RECORDS FOR THIS EXERCISE below:
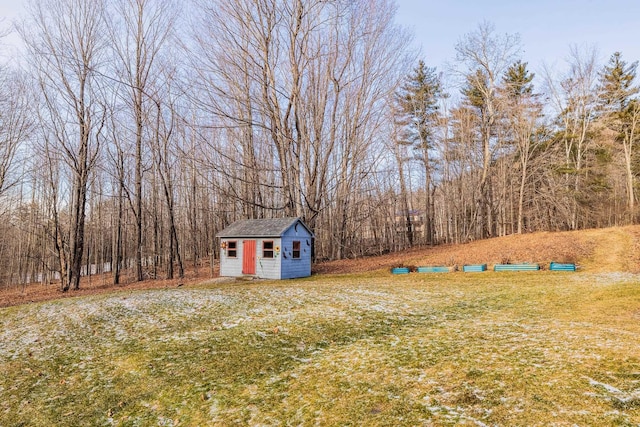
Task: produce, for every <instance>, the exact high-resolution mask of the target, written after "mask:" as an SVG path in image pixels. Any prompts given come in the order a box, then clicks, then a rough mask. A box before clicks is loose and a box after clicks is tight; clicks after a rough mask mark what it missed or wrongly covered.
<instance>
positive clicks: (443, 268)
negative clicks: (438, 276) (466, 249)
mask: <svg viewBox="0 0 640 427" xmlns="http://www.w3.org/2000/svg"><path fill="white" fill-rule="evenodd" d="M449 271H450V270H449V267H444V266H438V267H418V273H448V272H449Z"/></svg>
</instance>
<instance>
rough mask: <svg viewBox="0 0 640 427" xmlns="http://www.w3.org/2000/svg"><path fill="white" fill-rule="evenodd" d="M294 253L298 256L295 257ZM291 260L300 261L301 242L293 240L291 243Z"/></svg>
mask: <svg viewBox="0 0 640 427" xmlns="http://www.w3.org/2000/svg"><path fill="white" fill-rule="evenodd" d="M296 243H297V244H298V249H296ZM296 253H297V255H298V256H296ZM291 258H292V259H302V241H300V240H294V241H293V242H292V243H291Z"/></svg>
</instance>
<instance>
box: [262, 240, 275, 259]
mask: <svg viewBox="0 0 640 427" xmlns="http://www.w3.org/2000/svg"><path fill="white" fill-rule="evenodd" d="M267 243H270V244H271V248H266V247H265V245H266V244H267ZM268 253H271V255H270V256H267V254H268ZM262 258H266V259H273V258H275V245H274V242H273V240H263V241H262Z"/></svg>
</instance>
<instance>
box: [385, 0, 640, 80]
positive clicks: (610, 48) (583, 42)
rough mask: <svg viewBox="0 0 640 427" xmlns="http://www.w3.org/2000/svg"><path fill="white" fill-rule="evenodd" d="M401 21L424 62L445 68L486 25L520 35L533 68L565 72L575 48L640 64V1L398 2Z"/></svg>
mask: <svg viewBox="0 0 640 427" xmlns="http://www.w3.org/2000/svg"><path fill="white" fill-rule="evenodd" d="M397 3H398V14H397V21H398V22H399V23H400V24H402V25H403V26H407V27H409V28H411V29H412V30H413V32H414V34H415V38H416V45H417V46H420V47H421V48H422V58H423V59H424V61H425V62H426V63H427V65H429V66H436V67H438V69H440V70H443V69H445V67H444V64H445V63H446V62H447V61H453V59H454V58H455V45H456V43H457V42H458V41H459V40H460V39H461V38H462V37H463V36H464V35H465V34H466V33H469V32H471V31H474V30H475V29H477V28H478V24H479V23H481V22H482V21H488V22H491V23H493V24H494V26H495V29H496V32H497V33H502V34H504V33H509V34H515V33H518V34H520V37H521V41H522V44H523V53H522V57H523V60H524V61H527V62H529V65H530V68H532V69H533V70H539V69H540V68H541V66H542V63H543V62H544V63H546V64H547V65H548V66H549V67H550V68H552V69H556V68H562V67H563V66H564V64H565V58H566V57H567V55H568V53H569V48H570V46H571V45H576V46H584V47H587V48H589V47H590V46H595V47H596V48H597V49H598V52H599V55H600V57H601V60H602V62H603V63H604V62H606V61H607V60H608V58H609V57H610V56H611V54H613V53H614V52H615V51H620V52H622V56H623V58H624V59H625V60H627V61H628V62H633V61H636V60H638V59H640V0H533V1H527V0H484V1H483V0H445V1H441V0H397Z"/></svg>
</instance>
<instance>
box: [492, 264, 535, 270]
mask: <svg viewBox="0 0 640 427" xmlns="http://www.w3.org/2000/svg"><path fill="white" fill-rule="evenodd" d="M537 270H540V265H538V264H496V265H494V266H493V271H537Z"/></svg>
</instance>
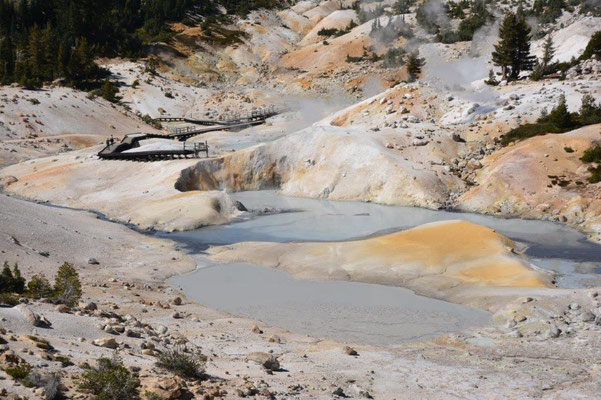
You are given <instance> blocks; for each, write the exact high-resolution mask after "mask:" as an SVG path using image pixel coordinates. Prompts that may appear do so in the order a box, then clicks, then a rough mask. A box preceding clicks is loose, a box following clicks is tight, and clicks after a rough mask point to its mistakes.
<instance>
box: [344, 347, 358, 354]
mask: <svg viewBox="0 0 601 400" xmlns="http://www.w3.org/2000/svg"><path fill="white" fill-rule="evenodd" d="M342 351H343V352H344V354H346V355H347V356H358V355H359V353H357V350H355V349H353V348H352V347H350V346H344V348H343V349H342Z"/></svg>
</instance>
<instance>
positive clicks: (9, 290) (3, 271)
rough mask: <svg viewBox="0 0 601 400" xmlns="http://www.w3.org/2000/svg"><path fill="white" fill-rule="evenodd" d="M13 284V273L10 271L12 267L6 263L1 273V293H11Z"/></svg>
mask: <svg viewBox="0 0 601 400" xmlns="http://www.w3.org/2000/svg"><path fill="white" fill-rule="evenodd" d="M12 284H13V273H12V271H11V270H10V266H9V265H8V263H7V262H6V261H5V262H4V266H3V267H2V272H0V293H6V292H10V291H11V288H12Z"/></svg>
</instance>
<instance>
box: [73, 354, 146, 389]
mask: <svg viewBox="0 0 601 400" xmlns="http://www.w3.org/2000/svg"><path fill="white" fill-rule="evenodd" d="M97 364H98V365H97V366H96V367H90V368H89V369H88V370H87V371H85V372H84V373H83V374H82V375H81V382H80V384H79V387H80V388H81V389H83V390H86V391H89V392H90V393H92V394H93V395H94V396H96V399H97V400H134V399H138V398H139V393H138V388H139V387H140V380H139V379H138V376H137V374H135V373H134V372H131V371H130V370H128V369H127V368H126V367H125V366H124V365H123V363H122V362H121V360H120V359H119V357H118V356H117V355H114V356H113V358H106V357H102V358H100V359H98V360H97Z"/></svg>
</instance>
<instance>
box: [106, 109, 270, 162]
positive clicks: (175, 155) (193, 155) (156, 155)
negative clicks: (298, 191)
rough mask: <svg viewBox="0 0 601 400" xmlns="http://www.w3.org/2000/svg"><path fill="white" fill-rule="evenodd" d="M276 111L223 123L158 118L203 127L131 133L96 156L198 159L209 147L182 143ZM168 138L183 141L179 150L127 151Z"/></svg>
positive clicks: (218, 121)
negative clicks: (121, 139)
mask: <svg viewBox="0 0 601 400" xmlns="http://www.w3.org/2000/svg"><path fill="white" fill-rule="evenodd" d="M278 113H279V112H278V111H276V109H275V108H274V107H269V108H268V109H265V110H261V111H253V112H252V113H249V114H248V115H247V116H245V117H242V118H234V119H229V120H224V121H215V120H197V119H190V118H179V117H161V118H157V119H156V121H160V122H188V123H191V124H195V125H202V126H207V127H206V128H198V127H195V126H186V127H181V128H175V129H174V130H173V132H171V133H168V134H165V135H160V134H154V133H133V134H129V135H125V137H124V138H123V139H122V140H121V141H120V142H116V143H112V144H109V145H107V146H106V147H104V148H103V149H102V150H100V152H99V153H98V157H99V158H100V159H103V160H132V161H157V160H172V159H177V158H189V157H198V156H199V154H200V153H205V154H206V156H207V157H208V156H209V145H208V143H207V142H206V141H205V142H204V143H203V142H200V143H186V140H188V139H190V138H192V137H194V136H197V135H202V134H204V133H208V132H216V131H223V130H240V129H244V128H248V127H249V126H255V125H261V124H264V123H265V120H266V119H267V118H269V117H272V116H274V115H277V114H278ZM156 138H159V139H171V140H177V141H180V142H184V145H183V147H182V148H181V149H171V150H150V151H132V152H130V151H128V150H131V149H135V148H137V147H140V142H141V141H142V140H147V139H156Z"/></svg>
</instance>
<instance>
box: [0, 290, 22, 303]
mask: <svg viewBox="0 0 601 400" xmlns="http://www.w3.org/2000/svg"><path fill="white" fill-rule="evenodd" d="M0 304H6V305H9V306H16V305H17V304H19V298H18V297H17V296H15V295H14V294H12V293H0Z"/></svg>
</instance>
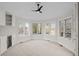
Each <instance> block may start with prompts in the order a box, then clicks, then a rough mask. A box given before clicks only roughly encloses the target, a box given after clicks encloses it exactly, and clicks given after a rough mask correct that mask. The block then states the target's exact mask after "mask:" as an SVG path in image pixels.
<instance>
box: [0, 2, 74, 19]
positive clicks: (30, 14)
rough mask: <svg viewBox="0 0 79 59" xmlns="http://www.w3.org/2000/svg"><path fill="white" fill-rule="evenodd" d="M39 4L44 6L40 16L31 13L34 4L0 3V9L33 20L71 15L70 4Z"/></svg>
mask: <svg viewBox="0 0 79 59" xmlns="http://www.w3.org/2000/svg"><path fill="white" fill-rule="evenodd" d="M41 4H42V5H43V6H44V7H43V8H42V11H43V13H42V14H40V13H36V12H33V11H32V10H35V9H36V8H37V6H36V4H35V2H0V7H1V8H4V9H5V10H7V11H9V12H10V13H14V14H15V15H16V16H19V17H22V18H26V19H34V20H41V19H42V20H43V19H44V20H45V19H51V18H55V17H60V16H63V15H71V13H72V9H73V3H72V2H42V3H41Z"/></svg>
End of RECORDS FOR THIS EXERCISE.
ASSIGNED TASK: Gather every line from the items above that contains the string "positive" and list those lines in their original order.

COMPLETED EXERCISE:
positive clicks: (443, 268)
positive clicks: (610, 48) (583, 42)
positive clicks: (9, 290) (3, 271)
positive clicks: (175, 155) (193, 155) (156, 155)
positive clicks: (218, 121)
positive clicks: (30, 14)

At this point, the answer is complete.